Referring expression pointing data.
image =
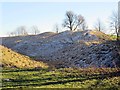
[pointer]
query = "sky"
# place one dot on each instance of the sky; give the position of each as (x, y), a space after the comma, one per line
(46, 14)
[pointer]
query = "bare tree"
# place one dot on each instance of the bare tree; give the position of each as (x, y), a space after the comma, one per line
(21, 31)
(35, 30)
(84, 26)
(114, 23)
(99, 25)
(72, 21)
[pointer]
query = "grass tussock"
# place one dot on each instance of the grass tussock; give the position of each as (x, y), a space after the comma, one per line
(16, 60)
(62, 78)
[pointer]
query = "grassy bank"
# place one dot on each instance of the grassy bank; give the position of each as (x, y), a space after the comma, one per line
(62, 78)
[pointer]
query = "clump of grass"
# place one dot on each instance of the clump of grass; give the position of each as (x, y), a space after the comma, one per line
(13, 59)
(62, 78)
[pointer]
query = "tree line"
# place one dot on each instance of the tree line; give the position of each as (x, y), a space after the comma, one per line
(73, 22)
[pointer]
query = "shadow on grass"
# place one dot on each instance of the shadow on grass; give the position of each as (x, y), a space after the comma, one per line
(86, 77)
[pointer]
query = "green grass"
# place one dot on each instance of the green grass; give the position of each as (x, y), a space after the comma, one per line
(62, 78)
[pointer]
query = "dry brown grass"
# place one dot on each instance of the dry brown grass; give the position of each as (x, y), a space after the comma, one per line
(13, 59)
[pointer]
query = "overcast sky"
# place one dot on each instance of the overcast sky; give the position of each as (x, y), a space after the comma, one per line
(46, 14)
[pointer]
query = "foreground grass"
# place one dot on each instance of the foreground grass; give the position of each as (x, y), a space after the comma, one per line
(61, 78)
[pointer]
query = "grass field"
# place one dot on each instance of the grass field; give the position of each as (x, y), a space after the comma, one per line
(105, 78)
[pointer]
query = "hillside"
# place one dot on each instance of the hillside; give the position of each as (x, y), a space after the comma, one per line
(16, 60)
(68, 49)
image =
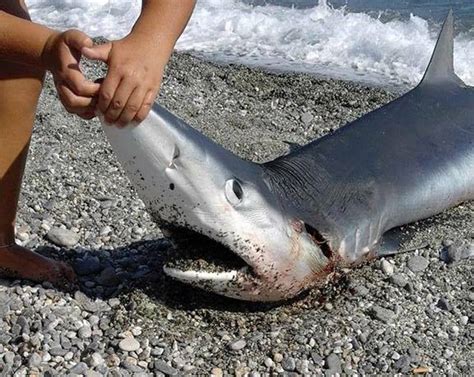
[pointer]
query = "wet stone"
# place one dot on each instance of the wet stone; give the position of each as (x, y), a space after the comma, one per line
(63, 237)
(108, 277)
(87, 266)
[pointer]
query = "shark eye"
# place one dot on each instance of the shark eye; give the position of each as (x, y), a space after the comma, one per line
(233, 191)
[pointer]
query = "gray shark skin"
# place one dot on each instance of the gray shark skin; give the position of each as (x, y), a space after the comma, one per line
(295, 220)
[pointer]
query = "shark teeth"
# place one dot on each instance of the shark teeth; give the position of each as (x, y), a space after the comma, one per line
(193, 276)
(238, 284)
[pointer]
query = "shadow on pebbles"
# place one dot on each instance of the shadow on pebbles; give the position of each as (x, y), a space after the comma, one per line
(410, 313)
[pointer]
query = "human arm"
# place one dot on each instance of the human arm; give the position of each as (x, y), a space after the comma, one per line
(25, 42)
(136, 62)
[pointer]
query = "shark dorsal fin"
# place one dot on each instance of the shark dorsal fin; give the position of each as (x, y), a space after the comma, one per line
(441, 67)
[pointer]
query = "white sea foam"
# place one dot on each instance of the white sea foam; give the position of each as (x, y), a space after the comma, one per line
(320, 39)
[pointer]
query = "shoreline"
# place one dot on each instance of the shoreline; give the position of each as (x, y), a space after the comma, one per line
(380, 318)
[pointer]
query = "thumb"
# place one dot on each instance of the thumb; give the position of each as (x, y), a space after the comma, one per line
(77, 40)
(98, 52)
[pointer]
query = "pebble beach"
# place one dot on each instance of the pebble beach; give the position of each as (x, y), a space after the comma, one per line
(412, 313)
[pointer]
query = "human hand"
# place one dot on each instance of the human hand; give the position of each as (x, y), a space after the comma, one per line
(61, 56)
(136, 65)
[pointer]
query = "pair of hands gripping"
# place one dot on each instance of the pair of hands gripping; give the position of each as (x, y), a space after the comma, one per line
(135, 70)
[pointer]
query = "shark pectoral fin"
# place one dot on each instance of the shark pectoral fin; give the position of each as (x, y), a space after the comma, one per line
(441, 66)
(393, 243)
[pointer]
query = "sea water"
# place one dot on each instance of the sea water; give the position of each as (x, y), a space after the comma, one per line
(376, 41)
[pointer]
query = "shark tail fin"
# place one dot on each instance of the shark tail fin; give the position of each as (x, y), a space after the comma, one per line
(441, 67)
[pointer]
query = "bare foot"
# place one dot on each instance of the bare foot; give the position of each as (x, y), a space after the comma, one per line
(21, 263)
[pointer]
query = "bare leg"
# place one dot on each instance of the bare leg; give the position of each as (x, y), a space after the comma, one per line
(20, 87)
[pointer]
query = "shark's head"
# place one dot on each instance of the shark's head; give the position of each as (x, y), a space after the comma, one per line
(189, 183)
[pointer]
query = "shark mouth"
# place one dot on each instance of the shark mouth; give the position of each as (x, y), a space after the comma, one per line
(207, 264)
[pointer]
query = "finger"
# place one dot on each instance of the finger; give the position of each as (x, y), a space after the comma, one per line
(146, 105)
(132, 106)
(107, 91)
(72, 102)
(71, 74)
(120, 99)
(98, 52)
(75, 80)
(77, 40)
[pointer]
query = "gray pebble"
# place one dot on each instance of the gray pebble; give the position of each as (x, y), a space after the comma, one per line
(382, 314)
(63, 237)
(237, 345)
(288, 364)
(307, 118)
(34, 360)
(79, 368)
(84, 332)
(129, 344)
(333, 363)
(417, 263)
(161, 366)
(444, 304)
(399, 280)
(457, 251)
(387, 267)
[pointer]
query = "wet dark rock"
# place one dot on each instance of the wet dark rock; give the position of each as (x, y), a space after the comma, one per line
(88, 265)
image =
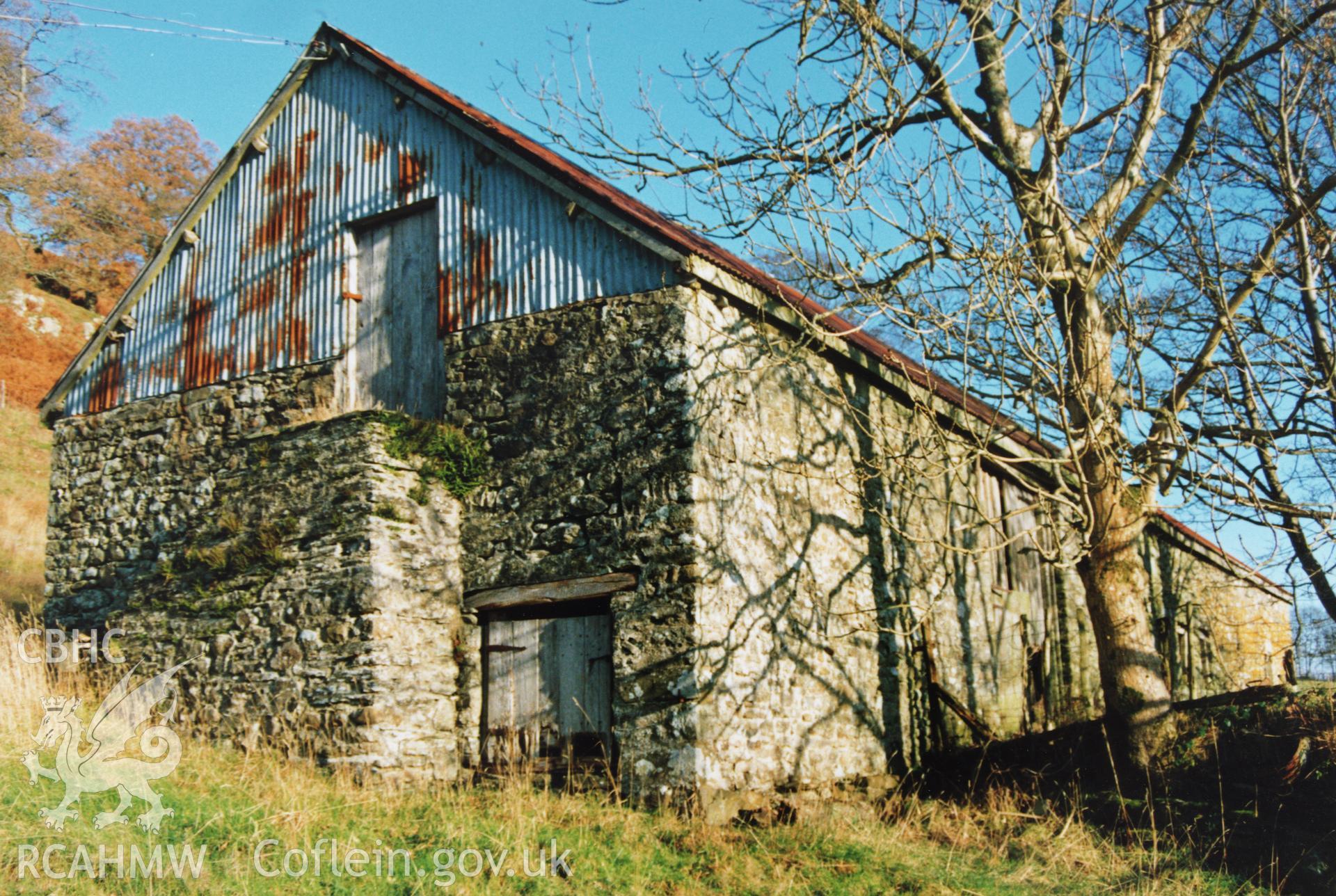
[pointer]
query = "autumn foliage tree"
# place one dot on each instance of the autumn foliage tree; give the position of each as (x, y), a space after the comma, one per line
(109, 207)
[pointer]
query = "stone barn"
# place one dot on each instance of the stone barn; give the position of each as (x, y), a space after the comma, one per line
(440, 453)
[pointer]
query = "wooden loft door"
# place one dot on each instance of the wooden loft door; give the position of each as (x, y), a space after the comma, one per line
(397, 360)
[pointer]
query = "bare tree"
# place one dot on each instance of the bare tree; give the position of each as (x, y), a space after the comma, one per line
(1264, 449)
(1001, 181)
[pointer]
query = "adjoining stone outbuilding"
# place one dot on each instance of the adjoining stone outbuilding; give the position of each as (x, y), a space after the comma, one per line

DIRECTIONS.
Exactly how many lines of the data above hold the word "adjoining"? The number is the whole answer.

OUTPUT FOR THIS EXERCISE.
2